> 設問:
本文について、次の問いに答えてください。
1. 慢性疲労症候群(CFS)は、原因不明の疲労がどのくらい続く病気ですか。
2. 渡辺恭良氏は、どの機関のセンター長ですか。
3. チームがPET検査で量を調べたタンパク質の名前は何ですか。

── 本文

原因不明の疲労が半年以上続く慢性疲労症候群(CFS)の患者の脳では症状の重い炎症が広い範囲で起きており、脳の機能低下を招いているとみられることを大阪市立大や理化学研究所などのチームが突き止め、4日発表した。
既存の検査では異常がなく見逃されることがあるCFSの診断指標や治療法の開発に役立つと期待される。
チームの理研ライフサイエンス技術基盤研究センター(神戸市)の渡辺恭良センター長は「うつ病など他の病気と比べる必要があるが、CFS発症と脳内炎症には深い関係があるとみられる」と話す。
チームは脳の炎症が起きた部分で多く作られる「TSPO」というタンパク質の量を、患者と健常者を対象に陽電子放射断層撮影(PET)検査で調べた。

────
── 抜粋データ

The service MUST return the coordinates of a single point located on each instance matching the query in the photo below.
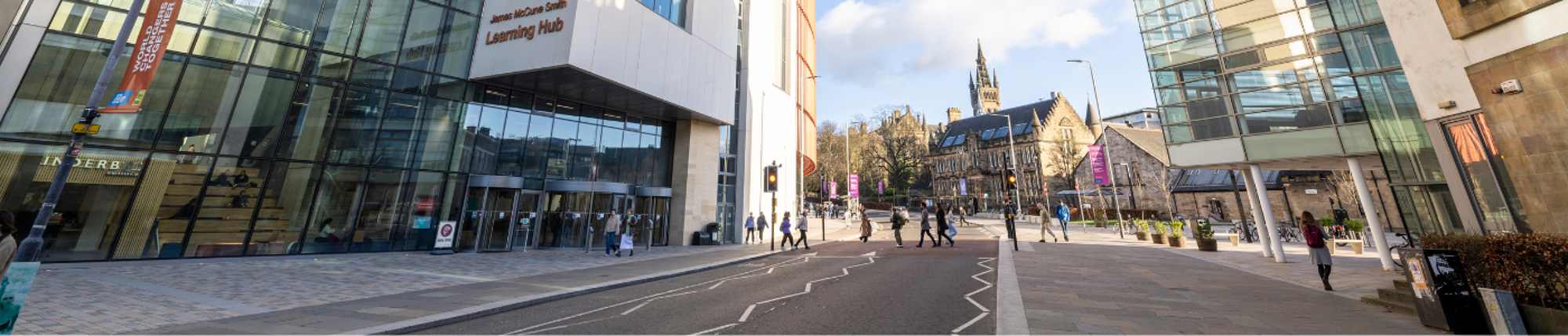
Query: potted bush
(1207, 237)
(1160, 233)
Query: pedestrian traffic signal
(771, 179)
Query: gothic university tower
(982, 89)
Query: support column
(1258, 215)
(1268, 211)
(1379, 242)
(694, 186)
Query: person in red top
(1318, 250)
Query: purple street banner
(855, 186)
(1097, 162)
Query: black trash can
(1443, 294)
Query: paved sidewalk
(1100, 283)
(216, 294)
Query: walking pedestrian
(926, 226)
(866, 226)
(946, 229)
(1045, 223)
(785, 229)
(1316, 248)
(611, 240)
(1062, 215)
(899, 219)
(752, 228)
(802, 226)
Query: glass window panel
(291, 21)
(423, 187)
(260, 115)
(1207, 109)
(1261, 32)
(283, 201)
(540, 146)
(512, 145)
(383, 31)
(432, 148)
(1304, 143)
(1213, 128)
(56, 89)
(308, 126)
(278, 57)
(355, 126)
(92, 204)
(223, 46)
(201, 106)
(397, 129)
(423, 40)
(1370, 49)
(488, 139)
(410, 81)
(234, 16)
(565, 137)
(341, 26)
(327, 65)
(332, 215)
(382, 214)
(228, 203)
(1271, 98)
(584, 153)
(1287, 120)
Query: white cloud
(887, 42)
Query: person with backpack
(785, 229)
(1316, 248)
(899, 219)
(926, 226)
(802, 226)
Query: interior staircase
(1398, 298)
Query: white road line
(722, 327)
(524, 330)
(984, 311)
(971, 322)
(749, 313)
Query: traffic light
(771, 176)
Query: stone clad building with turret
(970, 156)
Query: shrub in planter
(1207, 237)
(1531, 266)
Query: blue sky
(921, 52)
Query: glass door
(501, 208)
(526, 229)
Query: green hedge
(1531, 266)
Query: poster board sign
(446, 234)
(1097, 162)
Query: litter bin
(1443, 295)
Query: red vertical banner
(156, 31)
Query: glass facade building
(319, 126)
(1293, 81)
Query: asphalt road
(843, 287)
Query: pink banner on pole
(1097, 162)
(855, 186)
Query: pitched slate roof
(981, 125)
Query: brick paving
(145, 295)
(1103, 284)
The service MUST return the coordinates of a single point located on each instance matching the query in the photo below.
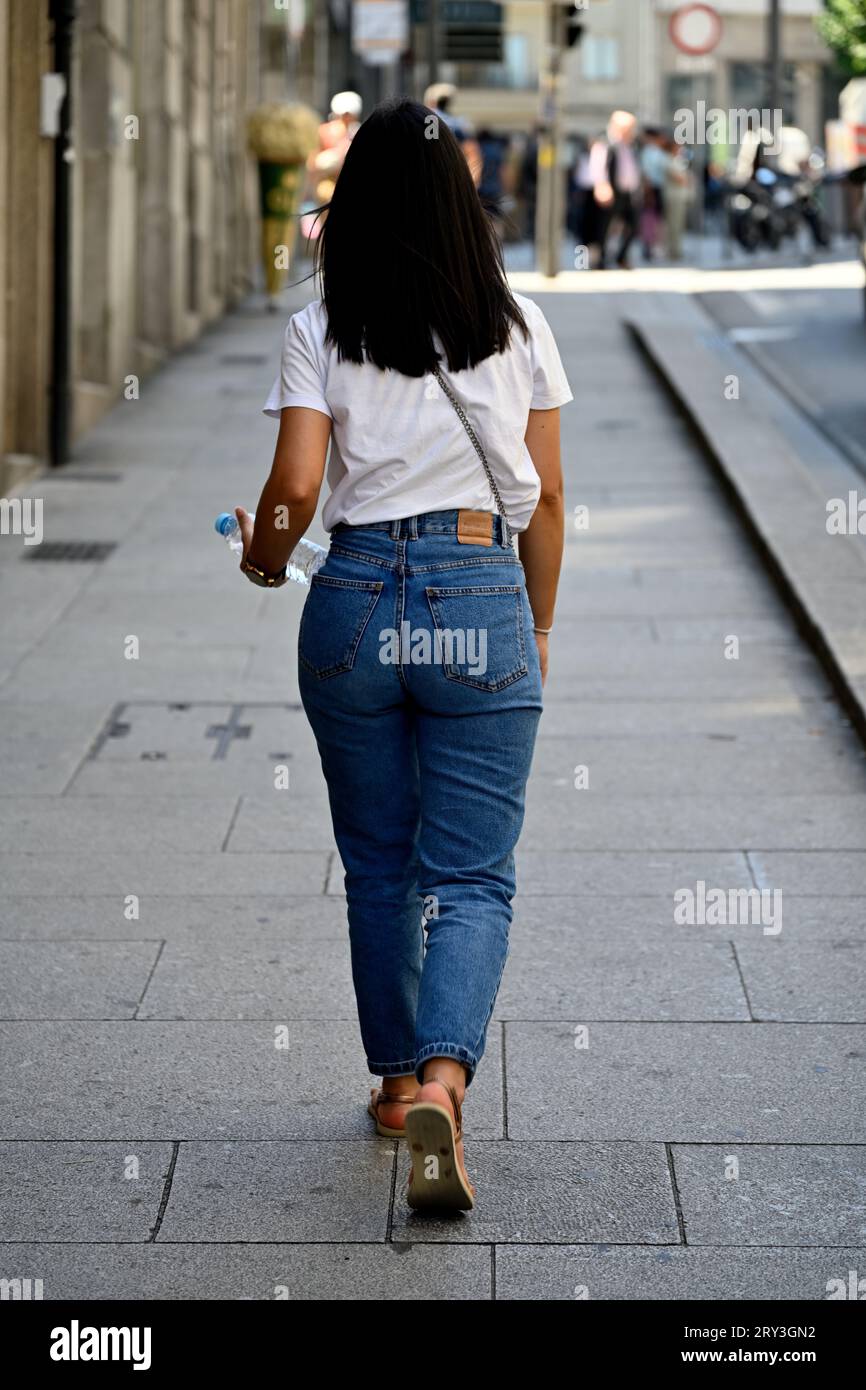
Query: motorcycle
(773, 205)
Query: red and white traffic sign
(695, 28)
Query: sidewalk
(665, 1111)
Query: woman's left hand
(246, 531)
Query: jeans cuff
(449, 1050)
(392, 1068)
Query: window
(601, 59)
(516, 71)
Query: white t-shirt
(398, 448)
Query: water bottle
(303, 562)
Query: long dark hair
(407, 249)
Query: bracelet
(266, 581)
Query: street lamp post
(774, 56)
(433, 39)
(549, 207)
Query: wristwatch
(266, 581)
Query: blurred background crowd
(161, 159)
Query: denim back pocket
(332, 623)
(478, 634)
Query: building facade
(161, 228)
(626, 59)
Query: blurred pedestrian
(654, 171)
(335, 136)
(527, 186)
(492, 149)
(679, 193)
(334, 139)
(439, 97)
(616, 185)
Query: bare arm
(291, 492)
(541, 544)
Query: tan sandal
(431, 1133)
(378, 1097)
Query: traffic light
(573, 25)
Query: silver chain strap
(462, 416)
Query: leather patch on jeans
(474, 527)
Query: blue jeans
(420, 676)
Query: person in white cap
(334, 139)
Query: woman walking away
(423, 644)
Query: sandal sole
(430, 1133)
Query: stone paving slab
(555, 1193)
(651, 919)
(570, 975)
(781, 717)
(296, 1272)
(563, 818)
(805, 982)
(280, 1191)
(626, 767)
(75, 979)
(29, 824)
(178, 672)
(602, 873)
(159, 872)
(549, 1272)
(225, 918)
(681, 672)
(203, 1080)
(626, 872)
(823, 872)
(299, 979)
(779, 1197)
(79, 1191)
(688, 1082)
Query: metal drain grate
(92, 551)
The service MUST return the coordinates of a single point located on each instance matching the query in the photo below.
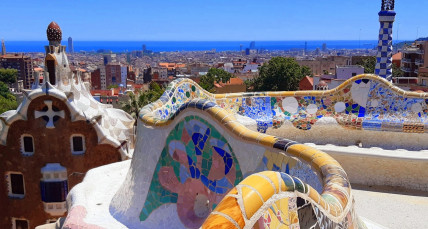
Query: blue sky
(208, 20)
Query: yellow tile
(252, 201)
(273, 176)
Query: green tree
(279, 74)
(214, 75)
(369, 64)
(137, 101)
(8, 76)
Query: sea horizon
(171, 46)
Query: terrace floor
(392, 207)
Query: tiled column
(384, 49)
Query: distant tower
(3, 48)
(384, 48)
(70, 45)
(253, 45)
(306, 48)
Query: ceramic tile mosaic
(197, 163)
(364, 102)
(198, 171)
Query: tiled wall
(206, 154)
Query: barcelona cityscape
(227, 114)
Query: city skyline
(200, 21)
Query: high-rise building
(23, 64)
(54, 137)
(3, 48)
(113, 74)
(252, 45)
(96, 79)
(384, 49)
(109, 58)
(70, 45)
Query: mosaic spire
(384, 48)
(3, 48)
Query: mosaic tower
(384, 49)
(3, 48)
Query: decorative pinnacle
(387, 5)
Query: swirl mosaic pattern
(309, 188)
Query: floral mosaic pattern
(196, 169)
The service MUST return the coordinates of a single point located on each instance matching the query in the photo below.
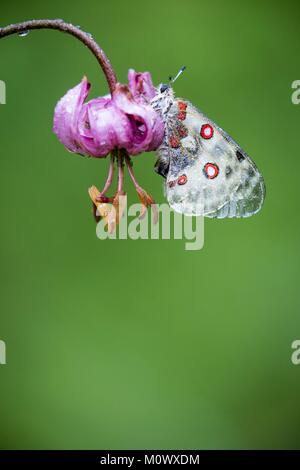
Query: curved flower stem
(75, 31)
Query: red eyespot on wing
(206, 131)
(172, 183)
(182, 180)
(211, 170)
(181, 115)
(182, 131)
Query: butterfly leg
(145, 198)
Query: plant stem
(120, 173)
(75, 31)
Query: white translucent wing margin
(237, 191)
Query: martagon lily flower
(120, 124)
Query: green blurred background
(141, 344)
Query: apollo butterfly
(205, 170)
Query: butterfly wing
(206, 171)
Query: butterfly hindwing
(206, 172)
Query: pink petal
(141, 86)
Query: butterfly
(206, 172)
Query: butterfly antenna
(172, 80)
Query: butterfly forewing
(206, 172)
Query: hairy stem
(75, 31)
(102, 196)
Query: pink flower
(125, 120)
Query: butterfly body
(205, 170)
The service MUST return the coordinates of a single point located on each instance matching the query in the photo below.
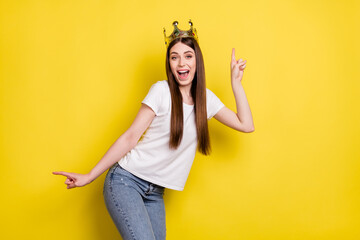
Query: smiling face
(182, 61)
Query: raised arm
(242, 120)
(120, 147)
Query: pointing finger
(66, 174)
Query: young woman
(174, 115)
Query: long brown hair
(198, 93)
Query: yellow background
(73, 74)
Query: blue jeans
(136, 206)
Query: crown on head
(177, 33)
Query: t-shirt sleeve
(213, 104)
(154, 97)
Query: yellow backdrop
(73, 74)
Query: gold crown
(177, 33)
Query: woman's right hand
(75, 179)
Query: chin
(185, 82)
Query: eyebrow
(184, 52)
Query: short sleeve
(213, 104)
(154, 97)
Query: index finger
(66, 174)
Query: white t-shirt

────

> 解答:
1. 半年以上続く病気です。
2. 理研ライフサイエンス技術基盤研究センター(神戸市)のセンター長です。
3. 「TSPO」です。